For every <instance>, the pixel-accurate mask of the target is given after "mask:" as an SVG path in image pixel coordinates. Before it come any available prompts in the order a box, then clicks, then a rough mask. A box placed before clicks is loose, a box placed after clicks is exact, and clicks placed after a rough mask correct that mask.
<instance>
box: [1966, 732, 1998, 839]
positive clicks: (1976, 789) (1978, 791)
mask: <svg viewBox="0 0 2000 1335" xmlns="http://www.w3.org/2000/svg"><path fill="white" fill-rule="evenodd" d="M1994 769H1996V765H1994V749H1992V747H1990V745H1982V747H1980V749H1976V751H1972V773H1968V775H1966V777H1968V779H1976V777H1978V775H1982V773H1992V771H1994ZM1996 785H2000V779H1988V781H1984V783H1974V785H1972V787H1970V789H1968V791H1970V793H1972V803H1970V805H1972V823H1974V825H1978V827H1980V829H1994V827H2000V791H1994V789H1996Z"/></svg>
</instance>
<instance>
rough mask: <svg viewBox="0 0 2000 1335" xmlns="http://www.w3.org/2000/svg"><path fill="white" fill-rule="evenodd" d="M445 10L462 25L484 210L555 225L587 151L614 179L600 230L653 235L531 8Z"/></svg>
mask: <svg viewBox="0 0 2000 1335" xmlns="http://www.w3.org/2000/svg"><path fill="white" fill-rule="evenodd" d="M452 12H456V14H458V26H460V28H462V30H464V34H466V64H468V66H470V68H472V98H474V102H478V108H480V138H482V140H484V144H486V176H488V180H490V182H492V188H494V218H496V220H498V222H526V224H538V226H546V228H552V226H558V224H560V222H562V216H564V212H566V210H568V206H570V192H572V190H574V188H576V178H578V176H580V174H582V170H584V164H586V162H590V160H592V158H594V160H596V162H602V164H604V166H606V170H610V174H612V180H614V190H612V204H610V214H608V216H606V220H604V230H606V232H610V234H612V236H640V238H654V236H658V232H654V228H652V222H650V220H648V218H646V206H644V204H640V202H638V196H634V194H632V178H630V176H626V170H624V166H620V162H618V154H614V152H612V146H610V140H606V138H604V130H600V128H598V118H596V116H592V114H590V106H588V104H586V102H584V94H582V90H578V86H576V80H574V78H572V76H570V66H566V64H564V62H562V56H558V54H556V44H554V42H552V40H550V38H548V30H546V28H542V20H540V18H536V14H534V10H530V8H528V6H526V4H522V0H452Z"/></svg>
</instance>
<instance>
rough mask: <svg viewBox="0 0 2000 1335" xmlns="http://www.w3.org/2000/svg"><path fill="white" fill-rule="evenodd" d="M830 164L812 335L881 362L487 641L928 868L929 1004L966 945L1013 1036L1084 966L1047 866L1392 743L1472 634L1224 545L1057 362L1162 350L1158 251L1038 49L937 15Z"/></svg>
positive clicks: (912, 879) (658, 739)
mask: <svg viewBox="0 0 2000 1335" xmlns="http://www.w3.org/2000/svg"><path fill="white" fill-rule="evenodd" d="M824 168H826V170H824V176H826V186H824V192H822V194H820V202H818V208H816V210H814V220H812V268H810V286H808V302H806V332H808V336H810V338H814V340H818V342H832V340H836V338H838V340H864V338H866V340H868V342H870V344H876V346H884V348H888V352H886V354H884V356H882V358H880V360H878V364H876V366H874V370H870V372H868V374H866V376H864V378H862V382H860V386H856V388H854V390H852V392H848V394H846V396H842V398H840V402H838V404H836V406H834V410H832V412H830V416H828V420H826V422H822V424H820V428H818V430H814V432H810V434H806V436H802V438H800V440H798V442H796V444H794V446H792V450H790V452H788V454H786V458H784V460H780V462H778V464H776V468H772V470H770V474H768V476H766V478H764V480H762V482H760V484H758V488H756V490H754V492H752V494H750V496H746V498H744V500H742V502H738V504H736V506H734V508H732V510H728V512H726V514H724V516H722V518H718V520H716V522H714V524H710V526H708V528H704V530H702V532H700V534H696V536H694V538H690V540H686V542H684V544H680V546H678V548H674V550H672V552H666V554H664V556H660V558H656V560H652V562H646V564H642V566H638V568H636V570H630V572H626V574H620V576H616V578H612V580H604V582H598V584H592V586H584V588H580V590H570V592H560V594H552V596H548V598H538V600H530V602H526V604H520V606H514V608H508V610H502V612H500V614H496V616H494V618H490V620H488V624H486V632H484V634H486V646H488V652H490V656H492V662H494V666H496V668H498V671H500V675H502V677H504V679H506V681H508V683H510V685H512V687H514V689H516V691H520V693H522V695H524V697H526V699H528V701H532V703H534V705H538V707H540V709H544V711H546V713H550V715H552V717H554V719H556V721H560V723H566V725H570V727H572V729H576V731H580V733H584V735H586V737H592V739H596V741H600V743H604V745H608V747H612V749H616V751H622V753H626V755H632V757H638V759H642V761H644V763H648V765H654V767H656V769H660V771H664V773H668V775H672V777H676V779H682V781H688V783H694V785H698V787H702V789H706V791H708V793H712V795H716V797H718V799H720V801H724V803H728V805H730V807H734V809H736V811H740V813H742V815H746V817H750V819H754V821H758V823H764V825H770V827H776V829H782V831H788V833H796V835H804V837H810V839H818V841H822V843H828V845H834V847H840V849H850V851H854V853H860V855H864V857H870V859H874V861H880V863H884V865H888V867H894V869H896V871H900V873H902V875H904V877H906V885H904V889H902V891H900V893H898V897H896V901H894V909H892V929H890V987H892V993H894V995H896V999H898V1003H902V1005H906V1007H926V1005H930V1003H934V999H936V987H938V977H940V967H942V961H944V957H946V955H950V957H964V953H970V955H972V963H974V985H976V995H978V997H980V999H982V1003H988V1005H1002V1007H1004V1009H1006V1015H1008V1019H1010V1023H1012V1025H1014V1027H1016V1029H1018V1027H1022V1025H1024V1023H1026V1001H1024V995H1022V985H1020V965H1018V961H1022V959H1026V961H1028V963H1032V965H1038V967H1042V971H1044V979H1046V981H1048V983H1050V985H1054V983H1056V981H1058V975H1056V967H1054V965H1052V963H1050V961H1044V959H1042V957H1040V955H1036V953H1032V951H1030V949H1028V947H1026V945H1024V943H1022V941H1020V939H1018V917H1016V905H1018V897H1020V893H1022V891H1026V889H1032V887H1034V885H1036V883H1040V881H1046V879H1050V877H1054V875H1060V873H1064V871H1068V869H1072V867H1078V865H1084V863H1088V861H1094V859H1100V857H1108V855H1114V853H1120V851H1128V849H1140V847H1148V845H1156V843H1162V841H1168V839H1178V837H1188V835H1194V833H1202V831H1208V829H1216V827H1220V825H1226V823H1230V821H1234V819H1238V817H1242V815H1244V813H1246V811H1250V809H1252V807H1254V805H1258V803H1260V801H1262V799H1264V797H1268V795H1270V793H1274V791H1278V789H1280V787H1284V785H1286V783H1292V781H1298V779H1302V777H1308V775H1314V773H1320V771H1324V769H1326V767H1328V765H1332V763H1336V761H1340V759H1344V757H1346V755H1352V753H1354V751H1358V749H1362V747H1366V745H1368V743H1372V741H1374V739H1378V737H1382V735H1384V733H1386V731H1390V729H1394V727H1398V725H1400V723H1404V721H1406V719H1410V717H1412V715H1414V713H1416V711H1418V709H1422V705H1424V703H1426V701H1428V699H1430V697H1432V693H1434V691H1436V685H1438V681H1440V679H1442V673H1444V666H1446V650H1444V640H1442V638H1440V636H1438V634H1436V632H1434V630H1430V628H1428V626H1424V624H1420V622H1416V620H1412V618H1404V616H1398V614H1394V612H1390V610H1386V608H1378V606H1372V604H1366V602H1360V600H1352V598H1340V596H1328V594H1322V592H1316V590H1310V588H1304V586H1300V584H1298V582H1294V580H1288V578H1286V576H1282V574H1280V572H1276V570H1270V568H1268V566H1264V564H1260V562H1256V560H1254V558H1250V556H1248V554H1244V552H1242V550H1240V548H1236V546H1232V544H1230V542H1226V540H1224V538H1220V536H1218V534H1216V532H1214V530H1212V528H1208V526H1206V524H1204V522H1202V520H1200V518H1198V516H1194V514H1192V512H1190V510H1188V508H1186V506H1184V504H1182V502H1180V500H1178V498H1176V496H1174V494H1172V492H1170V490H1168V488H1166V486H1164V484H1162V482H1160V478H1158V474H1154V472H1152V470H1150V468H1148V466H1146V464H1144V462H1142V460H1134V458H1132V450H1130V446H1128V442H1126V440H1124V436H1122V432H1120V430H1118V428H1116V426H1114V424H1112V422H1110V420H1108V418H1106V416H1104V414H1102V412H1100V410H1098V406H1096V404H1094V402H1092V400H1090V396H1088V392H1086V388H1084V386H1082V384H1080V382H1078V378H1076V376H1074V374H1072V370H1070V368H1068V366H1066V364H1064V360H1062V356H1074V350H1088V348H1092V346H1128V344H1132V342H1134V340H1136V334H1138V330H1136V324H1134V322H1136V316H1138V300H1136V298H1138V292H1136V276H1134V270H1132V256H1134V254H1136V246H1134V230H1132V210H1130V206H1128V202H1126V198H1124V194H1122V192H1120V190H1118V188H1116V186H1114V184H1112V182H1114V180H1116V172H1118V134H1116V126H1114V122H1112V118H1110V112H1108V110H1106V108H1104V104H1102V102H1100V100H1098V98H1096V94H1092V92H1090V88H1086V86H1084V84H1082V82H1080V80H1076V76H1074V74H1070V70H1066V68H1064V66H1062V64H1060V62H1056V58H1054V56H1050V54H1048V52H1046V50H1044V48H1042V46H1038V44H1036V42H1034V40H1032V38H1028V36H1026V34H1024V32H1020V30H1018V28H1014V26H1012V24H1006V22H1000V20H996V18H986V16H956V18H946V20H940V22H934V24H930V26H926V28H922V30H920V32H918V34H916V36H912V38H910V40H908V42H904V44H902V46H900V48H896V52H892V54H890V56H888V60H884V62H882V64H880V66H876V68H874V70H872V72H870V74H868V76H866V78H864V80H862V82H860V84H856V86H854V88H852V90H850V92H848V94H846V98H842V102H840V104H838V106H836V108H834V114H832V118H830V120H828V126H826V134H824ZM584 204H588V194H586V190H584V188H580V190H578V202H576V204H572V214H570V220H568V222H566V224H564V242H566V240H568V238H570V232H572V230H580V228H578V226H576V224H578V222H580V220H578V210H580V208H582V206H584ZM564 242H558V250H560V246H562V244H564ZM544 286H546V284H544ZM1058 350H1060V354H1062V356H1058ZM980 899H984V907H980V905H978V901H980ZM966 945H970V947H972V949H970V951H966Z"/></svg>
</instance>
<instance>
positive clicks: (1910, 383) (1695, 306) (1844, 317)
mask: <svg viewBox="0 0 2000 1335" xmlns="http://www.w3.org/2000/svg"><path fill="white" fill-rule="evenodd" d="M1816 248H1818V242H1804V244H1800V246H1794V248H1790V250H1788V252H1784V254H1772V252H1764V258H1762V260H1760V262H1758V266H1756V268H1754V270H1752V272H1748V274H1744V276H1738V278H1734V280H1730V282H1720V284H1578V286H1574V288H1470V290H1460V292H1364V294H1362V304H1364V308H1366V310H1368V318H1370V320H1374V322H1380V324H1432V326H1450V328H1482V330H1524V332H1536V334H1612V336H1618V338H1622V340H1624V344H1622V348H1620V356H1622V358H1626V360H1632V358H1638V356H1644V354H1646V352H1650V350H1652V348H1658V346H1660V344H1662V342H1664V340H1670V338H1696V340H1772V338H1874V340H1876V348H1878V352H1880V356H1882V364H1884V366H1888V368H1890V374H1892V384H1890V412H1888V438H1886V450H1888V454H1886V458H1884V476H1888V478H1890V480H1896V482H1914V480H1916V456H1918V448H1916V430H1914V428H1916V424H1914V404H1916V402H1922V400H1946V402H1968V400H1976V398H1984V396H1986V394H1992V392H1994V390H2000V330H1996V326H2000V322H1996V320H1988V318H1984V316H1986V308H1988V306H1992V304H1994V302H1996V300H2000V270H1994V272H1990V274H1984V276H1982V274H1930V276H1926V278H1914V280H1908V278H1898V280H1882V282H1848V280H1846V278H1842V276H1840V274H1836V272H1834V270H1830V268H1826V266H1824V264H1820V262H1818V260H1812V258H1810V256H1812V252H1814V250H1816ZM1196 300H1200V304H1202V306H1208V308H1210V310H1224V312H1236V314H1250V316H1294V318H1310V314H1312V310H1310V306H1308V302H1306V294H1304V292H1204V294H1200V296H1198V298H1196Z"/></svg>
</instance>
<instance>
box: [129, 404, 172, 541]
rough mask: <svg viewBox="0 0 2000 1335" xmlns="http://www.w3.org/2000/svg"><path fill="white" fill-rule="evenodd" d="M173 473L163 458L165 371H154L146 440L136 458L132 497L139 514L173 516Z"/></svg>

*****

Exercise:
Nothing but the lines from the beginning of the records through the line with "box: [1966, 732, 1998, 839]" should appear, each printed exactly.

Result of this task:
For every <instance>, the pixel-accurate mask of the target is given after "mask:" as an SVG path in image pixel coordinates. Before it come any available prompts in the order a box, then clicks, then a rough mask. A box placed before clicks is loose, a box placed after clicks is exact, and clicks placed after a rough mask correct that mask.
<instance>
box: [1966, 732, 1998, 839]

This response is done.